WHAT THE TASK ASKS. Write out exactly the line containing "Pick out the woman's" along with each line that follows it in the records below, and no others.

▶

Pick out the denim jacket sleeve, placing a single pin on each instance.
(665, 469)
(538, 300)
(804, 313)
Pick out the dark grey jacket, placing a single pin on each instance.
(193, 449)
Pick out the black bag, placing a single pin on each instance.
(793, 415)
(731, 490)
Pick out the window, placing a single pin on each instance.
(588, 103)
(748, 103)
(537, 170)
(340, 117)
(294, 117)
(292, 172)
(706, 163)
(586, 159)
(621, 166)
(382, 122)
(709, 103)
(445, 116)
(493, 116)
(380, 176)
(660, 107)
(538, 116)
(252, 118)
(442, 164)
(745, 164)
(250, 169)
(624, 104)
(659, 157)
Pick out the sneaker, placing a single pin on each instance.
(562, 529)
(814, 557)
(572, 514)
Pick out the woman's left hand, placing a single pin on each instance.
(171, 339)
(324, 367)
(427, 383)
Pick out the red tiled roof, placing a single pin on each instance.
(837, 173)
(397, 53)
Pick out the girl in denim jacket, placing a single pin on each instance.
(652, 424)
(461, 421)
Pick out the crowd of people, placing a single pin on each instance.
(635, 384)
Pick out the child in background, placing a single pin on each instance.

◀

ANSWER SPACE.
Pick out the woman's left hand, placing a single pin on each instance.
(171, 339)
(324, 367)
(427, 383)
Pick out the red tiled roof, placing a single pin on each instance.
(837, 173)
(397, 53)
Pick out the girl in denim jacket, placing a single pin on each instance.
(652, 424)
(461, 421)
Pick out the crowd of people, placing a single pin on each instance.
(635, 384)
Pick out the child in background, placing a single pin on each instance.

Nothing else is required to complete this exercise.